Court issues notices to Microsoft, Google, Yahoo for gender selection ads

Microsoft, Google and Yahoo were issued notices by India’s Supreme Court on Wednesday, following a complaint that they were promoting techniques and products for the selection of an unborn child’s gender through advertising and links on their search engines.

There is a deliberate attempt by these companies to target Indian users with advertisements that claim to help in the selection of a child’s sex, said Sabu Mathew George, the petitioner in the case, in a telephone interview on Thursday.

The three companies were unavailable for comment, despite repeated phone calls to Yahoo in Bangalore, Google in Hyderabad and Microsoft in Delhi.

The advertisement of products and techniques to aid in the selection of an unborn child’s sex is an offense under India’s “The Pre-conception and Pre-natal Diagnostic Techniques (Prohibition of Sex Selection) Act”.

In India, at least 900,000 unborn girls die each year through feticide, said George who is a social activist associated with organizations fighting for the rights of young girls in India.

As activists were able to effectively stop sex selection advertising in the print medium, Indian and foreign advertisers have moved to the Internet, George said.

Data supplied:
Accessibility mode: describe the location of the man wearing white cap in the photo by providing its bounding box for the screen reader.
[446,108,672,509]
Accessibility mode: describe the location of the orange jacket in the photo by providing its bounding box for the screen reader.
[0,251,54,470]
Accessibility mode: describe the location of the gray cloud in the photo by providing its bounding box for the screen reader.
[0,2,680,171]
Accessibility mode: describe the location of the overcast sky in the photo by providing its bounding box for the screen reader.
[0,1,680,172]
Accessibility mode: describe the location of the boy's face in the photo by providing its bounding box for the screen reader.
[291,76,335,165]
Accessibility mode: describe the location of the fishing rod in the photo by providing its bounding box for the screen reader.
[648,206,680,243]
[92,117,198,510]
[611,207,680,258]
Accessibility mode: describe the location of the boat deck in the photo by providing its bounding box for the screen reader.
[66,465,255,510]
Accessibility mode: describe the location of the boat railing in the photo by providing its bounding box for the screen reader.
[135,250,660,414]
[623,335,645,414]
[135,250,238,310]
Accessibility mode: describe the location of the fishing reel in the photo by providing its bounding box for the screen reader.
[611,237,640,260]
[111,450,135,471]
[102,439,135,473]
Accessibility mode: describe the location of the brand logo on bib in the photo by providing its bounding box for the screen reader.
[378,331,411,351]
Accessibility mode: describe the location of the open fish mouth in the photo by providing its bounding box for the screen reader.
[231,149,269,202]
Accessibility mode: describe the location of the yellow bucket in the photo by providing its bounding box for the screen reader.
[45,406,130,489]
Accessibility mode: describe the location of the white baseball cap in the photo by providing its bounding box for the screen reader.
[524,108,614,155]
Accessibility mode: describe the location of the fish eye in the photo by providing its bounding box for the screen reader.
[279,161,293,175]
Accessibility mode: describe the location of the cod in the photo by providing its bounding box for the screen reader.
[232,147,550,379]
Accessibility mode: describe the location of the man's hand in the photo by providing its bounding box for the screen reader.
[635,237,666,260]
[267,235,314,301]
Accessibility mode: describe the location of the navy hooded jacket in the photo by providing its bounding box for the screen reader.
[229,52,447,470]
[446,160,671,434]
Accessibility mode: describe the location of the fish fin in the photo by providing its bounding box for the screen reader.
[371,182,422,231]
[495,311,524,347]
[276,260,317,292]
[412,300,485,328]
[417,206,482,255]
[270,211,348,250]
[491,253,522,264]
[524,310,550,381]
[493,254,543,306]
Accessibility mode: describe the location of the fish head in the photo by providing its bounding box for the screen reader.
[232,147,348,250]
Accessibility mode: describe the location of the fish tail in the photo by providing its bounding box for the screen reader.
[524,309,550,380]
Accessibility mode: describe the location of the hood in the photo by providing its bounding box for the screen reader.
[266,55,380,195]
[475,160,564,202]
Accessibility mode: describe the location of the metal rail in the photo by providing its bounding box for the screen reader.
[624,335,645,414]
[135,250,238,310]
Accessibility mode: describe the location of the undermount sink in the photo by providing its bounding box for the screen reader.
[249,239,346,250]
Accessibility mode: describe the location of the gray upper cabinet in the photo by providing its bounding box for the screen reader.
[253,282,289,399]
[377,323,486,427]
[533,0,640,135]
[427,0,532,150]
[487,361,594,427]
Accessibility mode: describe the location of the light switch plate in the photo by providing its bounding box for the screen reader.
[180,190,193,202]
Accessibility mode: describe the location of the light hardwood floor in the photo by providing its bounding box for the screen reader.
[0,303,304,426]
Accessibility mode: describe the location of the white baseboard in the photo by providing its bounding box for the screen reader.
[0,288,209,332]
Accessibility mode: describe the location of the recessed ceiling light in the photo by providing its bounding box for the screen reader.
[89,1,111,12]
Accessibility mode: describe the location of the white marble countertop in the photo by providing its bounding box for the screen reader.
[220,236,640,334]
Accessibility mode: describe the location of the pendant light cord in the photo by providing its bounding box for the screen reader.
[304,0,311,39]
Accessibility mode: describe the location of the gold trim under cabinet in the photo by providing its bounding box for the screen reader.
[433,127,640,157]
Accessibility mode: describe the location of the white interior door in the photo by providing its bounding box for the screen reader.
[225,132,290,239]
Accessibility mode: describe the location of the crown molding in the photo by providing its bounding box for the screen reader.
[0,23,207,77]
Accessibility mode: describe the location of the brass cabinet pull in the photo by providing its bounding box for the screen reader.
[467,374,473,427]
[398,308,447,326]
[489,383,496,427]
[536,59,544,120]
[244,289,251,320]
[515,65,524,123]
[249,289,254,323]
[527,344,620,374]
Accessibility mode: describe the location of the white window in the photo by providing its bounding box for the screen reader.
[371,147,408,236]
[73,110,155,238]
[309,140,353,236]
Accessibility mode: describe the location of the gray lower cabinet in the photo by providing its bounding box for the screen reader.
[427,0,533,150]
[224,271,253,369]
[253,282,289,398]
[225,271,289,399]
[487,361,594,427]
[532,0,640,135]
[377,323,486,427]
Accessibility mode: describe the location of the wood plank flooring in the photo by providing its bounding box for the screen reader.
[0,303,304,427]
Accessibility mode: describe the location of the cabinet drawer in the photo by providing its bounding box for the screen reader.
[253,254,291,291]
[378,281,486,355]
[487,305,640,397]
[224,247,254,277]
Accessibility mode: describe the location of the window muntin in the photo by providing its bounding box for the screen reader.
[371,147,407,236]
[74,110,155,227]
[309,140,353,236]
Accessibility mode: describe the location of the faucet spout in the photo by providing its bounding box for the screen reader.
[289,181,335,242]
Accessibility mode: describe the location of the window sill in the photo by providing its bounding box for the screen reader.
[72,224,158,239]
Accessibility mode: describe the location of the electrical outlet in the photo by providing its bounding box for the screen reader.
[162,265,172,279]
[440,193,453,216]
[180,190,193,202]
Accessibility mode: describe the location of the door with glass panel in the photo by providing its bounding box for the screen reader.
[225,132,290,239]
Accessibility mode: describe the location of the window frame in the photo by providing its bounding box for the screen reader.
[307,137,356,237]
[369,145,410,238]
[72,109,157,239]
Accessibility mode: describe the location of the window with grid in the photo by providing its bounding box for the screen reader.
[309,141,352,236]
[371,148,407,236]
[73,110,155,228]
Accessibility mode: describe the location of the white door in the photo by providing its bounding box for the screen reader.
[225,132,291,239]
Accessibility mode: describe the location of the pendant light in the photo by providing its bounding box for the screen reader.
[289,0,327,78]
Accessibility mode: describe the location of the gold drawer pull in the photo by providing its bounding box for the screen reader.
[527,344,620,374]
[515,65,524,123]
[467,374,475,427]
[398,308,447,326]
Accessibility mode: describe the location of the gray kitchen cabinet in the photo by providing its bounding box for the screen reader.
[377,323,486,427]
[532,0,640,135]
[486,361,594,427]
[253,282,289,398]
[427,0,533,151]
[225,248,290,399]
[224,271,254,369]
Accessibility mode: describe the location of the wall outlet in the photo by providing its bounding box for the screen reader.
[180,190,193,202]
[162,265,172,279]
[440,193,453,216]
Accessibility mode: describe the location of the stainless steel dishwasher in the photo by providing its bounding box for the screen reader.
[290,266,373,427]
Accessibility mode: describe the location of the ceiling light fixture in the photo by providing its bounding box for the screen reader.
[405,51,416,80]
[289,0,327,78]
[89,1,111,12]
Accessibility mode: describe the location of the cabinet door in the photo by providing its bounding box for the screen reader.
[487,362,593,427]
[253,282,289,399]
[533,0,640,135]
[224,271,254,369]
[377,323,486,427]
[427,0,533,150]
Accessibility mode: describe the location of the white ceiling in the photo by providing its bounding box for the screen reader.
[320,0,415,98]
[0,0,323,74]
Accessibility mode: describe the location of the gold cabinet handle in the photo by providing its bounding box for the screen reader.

Things to do:
1) Answer these from the article on gender selection ads:
(a) On what day of the week did India's Supreme Court issue the notices?
(b) In which city was Yahoo called for comment?
(c) According to George, at least how many unborn girls die each year in India through feticide?
2) In the article on gender selection ads, reproduce word for word the part that opens with "The advertisement of" and closes with "Internet, George said.".

Task solutions:
1)
(a) Wednesday
(b) Bangalore
(c) 900,000

2)
The advertisement of products and techniques to aid in the selection of an unborn child’s sex is an offense under India’s “The Pre-conception and Pre-natal Diagnostic Techniques (Prohibition of Sex Selection) Act”.

In India, at least 900,000 unborn girls die each year through feticide, said George who is a social activist associated with organizations fighting for the rights of young girls in India.

As activists were able to effectively stop sex selection advertising in the print medium, Indian and foreign advertisers have moved to the Internet, George said.